◆ **LIST OF TASKS**:
(a) Return, word for word, the part of the article on the rapper Juvenile's jailing over child support that opens with the words containing "Ervin-Knott ruled in" and closes with "Doug Howard said.".
(b) Resume the article on the rapper Juvenile's jailing over child support, picking up right after its final sentence.

◆ **EXCERPT**:
——————
The New Orleans-bred rapper Juvenile has been jailed after a judge found he owes $150,000 in child support payments.
Following a performance Friday, Teruis Gray, 42, who performs under the name Juvenile, was booked into New Orleans' jail in the early-morning hours Saturday on orders of Civil Court Judge Nakisha Ervin-Knott.
Ervin-Knott ruled in May that Gray must spend either 30 days in jail or pay his child support debt to Dionne Williams, who has a son with the rapper.
Court records say the amount Gray was jailed over is tied to 2012 and 2013 rulings that determined he was about $170,000 behind in his payments to Williams as of that time. He then paid $20,000 of that amount to her in April, court records said.
Williams accuses Gray in court records of failing to pay more than $71,000 in child support payments between 2013 and last month, but it does not appear from the court filings that Ervin-Knott has ruled on that argument. Gray also skipped several court hearings in the case, Williams' attorney Doug Howard said.
Gray's first name is spelled "Terius" in countless media reports, but court documents spell it "Teruis."
Judges in Louisiana have authority to jail people who fail to pay child support, though it is not commonly done because it is more difficult for defendants to gather the money they owe from behind bars.
However, judges presiding over child support cases have been known to jail defendants in arrears who may have more economic means than average people as a last-ditch effort to force payment.
New Orleans native Juvenile allegedly attacked a man at a South Carolina Waffle House Friday…
Gray had a well-publicized 9 p.m. concert at Southport Hall in Jefferson on Friday. He was taken into custody shortly after completing the show at the venue, two sources with knowledge of the circumstances told The New Orleans Advocate.
Orleans Parish Sheriff's Office Deputy Warren Woorfork Jr. placed Gray under arrest. His office provides security for the city's courthouses and is one of the agencies that serves arrest warrants issued by them.
A Jefferson Parish Sheriff's Office deputy working a detail at Southport Hall was made aware of the warrant out for Gray's arrest and agreed to participate in the collar, said that agency's spokesman, Col. John Fortunato.
——————
◆ **GIVEN ENTRIES**:
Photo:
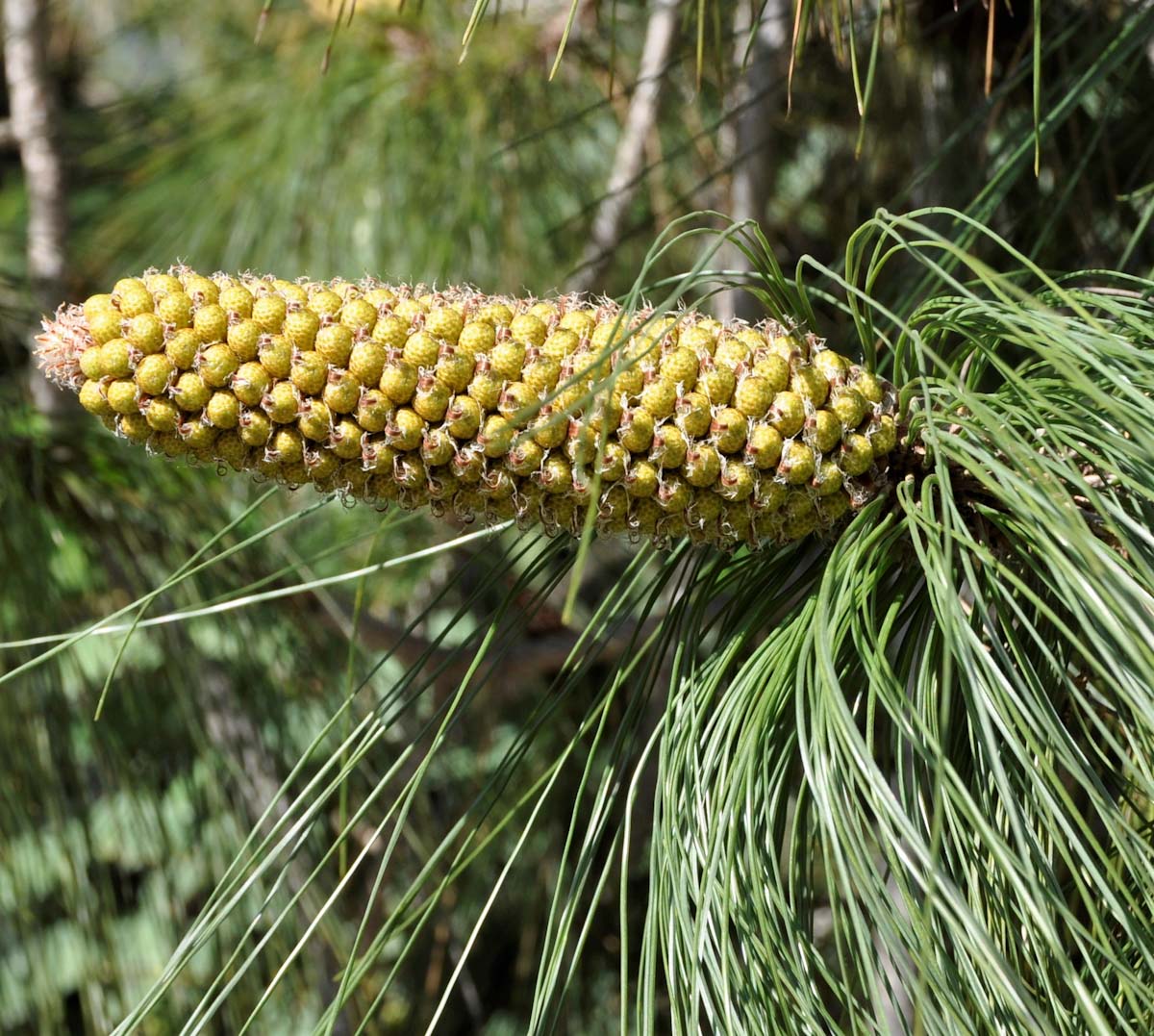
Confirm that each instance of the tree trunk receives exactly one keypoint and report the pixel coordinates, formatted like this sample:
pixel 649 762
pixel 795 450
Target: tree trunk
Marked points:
——————
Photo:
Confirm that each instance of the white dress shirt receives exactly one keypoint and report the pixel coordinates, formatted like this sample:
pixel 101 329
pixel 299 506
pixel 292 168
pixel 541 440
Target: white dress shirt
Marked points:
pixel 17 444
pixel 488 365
——————
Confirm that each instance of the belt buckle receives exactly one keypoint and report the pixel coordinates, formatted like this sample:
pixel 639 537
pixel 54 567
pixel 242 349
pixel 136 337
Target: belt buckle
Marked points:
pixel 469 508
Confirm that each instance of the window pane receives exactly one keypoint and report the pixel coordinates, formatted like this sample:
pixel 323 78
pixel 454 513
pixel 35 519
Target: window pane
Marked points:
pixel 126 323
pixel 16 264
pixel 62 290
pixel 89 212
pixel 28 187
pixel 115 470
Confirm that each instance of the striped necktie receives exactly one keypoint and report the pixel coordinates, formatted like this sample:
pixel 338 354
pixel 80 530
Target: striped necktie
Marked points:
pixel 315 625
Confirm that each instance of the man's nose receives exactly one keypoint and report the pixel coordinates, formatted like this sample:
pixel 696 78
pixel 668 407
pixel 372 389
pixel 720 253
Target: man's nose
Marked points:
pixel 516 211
——————
◆ **RESPONSES BY TASK**:
(a)
Ervin-Knott ruled in May that Gray must spend either 30 days in jail or pay his child support debt to Dionne Williams, who has a son with the rapper.
Court records say the amount Gray was jailed over is tied to 2012 and 2013 rulings that determined he was about $170,000 behind in his payments to Williams as of that time. He then paid $20,000 of that amount to her in April, court records said.
Williams accuses Gray in court records of failing to pay more than $71,000 in child support payments between 2013 and last month, but it does not appear from the court filings that Ervin-Knott has ruled on that argument. Gray also skipped several court hearings in the case, Williams' attorney Doug Howard said.

(b)
Howard on Saturday thanked the Sheriff's Office for jailing Gray, saying, "This shows the system works no matter who you are."
The attorney whose name is listed as representing Gray said he doesn't represent the rapper anymore and has filed to withdraw from the case. Gray was scheduled to perform in Houston on Saturday alongside fellow New Orleans rapper Mystikal.
Gray helped launch the Cash Money Records label to national prominence with the multiplatinum album "400 Degreez" in 1998, which included the legendary New Orleans bounce anthem "Back That Azz Up." Along with artists Lil Wayne, B.G. and Young Turk, he formed part of the well-known rapper crew known as the Hot Boys.
He also had a No. 1 single more recently with 2004's "Slow Motion," which featured the slain New Orleans rap star who performed under the name Soulja Slim.
Gray's personal life has not been spared legal troubles and tragedy.
He pleaded guilty in 2003 to a charge of theft in New Orleans and was told to pay a fine as well as restitution to the victim in the case. And he was jailed in Florida in 2006 as part of a child support investigation but was released after he gave a DNA sample for a paternity test.
In 2008, a daughter of Gray was killed in Georgia along with other family members by her half-brother. Gray is accused of attacking a man at a South Carolina Waffle House last year over a remark that was insulting to Gray's wife.